— Directive A —
In the essay on agency account managers, where does scope creep almost always originate?

— Selected extract —

So the incentives are precisely backwards. The account manager who overpromises and underdelivers but keeps the client warm through the whole catastrophe is more valued — structurally, systemically — than the one who sets hard limits and delivers exactly what was promised. This is why scope creep almost always originates in an account conversation, not a creative one. The creative team didn’t add three more deliverables to the project. Someone promised them.

The creative team receives the downstream consequences of every overpromise. The account manager said the deck would have six different concept directions. The timeline is four days. The brief — which, as we know, nobody reads anyway — is two pages of contradictions and one very confident company logo. And the creative director is supposed to make magic out of this while the account manager is on a call with the client talking about “the exciting directions we’re exploring.”

Under the Bus: A Topography

Every creative professional who has spent more than six months in an agency environment has experienced the specific sensation of being thrown under a bus by an account manager. It has distinctive qualities. It happens in slow motion. You watch it coming and cannot stop it.

The typical sequence: the client is unhappy with the work. The work is unhappy because the brief was wrong, the timeline was impossible, or the client changed their mind between briefing and delivery — a change that was communicated to the account manager but not to the creative team. In the client meeting, the account manager says some version of “the team went in a direction that I think we can all agree needs refinement.” The team. A direction. Needs refinement. Three phrases, each one a small, well-placed knife, each one placing the blame exactly where it didn’t originate.

What the account manager does not say: “I gave the team a brief that had three contradictory objectives.” “I approved the direction in an internal review last Tuesday.” “The client changed the target demographic six days into a ten-day project and I didn’t tell anyone.” These are things that actually happened. They are not things that get said in client meetings. They are the negative space of every agency retrospective that never takes place.

This is not unique to advertising. Every industry has its version of the person whose job is to stand between pressure and production. But advertising has made it into an art form because advertising’s entire economy depends on relationships, and relationships are managed by account managers, and account managers have learned that preserving the relationship sometimes means sacrificing the people who do the actual work. KPI Shark was not built for the account team. It was built for the people who have to explain why a KPI was missed because a deliverable was added in week three of a two-week project.

The Good Ones Exist (But Are Outnumbered)

— Records to process —
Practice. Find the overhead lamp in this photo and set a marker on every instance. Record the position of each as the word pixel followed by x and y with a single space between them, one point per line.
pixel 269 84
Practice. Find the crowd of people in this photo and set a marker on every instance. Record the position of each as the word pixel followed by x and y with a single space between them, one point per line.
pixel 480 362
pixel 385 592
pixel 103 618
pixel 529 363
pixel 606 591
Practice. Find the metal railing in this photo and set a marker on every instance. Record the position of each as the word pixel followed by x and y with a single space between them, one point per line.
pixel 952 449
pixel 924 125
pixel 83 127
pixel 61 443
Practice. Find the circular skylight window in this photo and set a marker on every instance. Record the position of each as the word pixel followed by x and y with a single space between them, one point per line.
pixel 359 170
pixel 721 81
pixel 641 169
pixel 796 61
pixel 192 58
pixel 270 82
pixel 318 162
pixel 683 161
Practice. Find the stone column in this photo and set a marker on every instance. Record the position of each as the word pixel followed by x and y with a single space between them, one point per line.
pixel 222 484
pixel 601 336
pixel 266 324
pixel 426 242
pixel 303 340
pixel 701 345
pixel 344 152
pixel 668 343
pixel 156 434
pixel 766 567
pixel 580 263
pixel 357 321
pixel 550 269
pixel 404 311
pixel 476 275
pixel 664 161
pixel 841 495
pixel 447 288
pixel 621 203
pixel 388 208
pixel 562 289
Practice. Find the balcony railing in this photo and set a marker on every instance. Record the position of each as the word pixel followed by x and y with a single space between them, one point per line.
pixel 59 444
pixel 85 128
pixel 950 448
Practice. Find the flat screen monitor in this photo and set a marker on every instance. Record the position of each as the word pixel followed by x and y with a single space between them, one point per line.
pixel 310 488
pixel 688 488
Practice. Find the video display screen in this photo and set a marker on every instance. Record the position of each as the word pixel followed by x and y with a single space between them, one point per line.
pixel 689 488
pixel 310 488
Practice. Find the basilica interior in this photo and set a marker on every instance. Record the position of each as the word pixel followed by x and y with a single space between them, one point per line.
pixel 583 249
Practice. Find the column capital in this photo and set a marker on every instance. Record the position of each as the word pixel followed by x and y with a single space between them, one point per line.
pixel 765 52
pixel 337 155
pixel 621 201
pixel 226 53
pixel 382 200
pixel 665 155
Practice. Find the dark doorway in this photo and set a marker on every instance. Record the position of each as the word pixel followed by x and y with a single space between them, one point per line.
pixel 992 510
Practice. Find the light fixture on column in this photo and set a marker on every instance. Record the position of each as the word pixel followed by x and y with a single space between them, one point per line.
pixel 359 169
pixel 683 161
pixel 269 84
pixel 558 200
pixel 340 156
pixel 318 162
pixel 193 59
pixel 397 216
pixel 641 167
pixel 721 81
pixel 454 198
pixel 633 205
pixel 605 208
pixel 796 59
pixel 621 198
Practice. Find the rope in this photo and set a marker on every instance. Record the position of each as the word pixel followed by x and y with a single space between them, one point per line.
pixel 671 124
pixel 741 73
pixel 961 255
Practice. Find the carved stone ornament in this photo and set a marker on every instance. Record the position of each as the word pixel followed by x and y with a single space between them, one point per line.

— Directive B —
Please find each line of the listing above that contains the word "balcony", and copy those lines.

— Full answer A —
In an account conversation, not a creative one.

— Full answer B —
Practice. Find the balcony railing in this photo and set a marker on every instance. Record the position of each as the word pixel followed by x and y with a single space between them, one point per line.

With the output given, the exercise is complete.